### TÂCHE DEMANDÉE
Quelle suite donneriez-vous au texte ci-dessous sur le livre de Michael Rieger et le désert spirituel du présent, en reprenant juste après sa dernière phrase ?

### TEXTE À LIRE
◆ ◆ ◆ ◆ ◆ ◆ ◆
S’opposer à la confusion et à la «désertification»

S’opposer à la confusion et à la «désertification»

par Friedrich Romig

Michael Rieger, germaniste, philosophe, historien et politologue allemand de renom, a repris comme titre de son livre la phrase «Wir gehen durch die Gegenwart wie durch eine Wüste» [Nous traversons le présent comme un désert] d’un essai rédigé par l’écrivain Fritz Eberling en 1930, donc à une époque fortement marquée par le bouleversements ayant suivi la Première Guerre mondiale.

Tant la République de Weimar que celle d’Autriche ressemblaient, dans le domaine spirituel, à un morne désert, ressenti – en comparaison à aujourd’hui – comme «en grande partie sans âme, sans culture et sans cœur».
Le «nivellement socialiste de toutes différences et la négation de la culture humaine» devint ainsi, comme le constate avec justesse Anabel Schunke, la raison d’être de l’Etat. La «pensée libérale» sous forme du relativisme a fortement contribué à cette émergence du «désert intérieur et extérieur» allant de pair avec les pertes destructrices de la tradition, de l’orientation envers le bien commun et du sens de la responsabilité. L’«homme moderne constamment stressé» (Franz Xaver Kroetz) a perdu les points de repère et les images positives capables de résister aux forces destructrices.
Michael Rieger veut nous les rappeler, ces points de repères et ces images positives, en recourant à sa bibliothèque. Il y trouve, par exemple, «Die Kornenwächter» [Les Gardiens de la Couronne] d’Achim von Arnim qui ont préservé «les images modèles éternellement sacrées de la véritable intimité et des idéaux». Elles ont toujours existé, lorsque la dévastation mentale devenait menaçante par ses Saturnales célébrées déjà lors de la Révolution française, comme aujourd’hui, sous le logo du «politiquement correct».
◆ ◆ ◆ ◆ ◆ ◆ ◆
### ENTRÉES RÉPERTORIÉES
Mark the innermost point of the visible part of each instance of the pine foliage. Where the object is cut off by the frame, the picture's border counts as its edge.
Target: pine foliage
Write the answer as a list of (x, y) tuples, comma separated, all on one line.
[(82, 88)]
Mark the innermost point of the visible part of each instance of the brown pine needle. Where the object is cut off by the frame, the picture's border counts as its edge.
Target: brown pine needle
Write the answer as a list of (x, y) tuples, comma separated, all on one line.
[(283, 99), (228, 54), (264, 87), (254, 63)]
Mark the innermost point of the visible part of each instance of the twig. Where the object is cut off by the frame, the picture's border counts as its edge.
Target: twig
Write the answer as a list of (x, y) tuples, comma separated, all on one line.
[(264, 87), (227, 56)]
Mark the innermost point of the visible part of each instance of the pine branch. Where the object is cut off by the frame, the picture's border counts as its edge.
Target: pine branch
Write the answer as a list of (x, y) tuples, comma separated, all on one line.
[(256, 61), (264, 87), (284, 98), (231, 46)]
◆ ◆ ◆ ◆ ◆ ◆ ◆
### RÉPONSE À LA TÂCHE
Dans son introduction, Rieger se réfère à juste titre à Kleist, Droste-Hülshoff, Peter Rosegger et de manière très détaillée à Adalbert Stifter désirant, avec sa «loi douce», redonner son importance aux mœurs et à la justice. Reinhold Schneider, également fort apprécié de Rieger, exprime à merveille le sens de cette «loi douce» dans un quatrain, rédigé peu avant la prise du pouvoir des nationaux-socialistes, dans une forme prophétique et concise:

«Denn Täter werden nie den Himmel zwingen:
Was sie vereinen, wird sich wieder spalten.
Was sie erneuern, über Nacht veralten,
Und was sie stiften, Not und Unheil bringen.»

[Car les malfaiteurs ne forceront jamais les
Cieux: ce qu’ils unissent se divisera à nouveau.
Ce qu’ils renouvellent se révélera être obsolète,
Et ce qu’ils créent provoquera misère et malheur.]

Le poème contenant ces quatre vers est intitulé: «Allein den Betern kann es noch gelingen» [Seuls les prieurs peuvent encore réussir...]. Schneider l’a intégré dans une collection de méditations publiée sous des conditions de samizdat, au milieu de la Seconde Guerre mondiale, que de nombreux soldats portait avec eux, cachée dans leur sac à dos, pour y puiser de la consolation face au sort inéluctable de la mort attendue.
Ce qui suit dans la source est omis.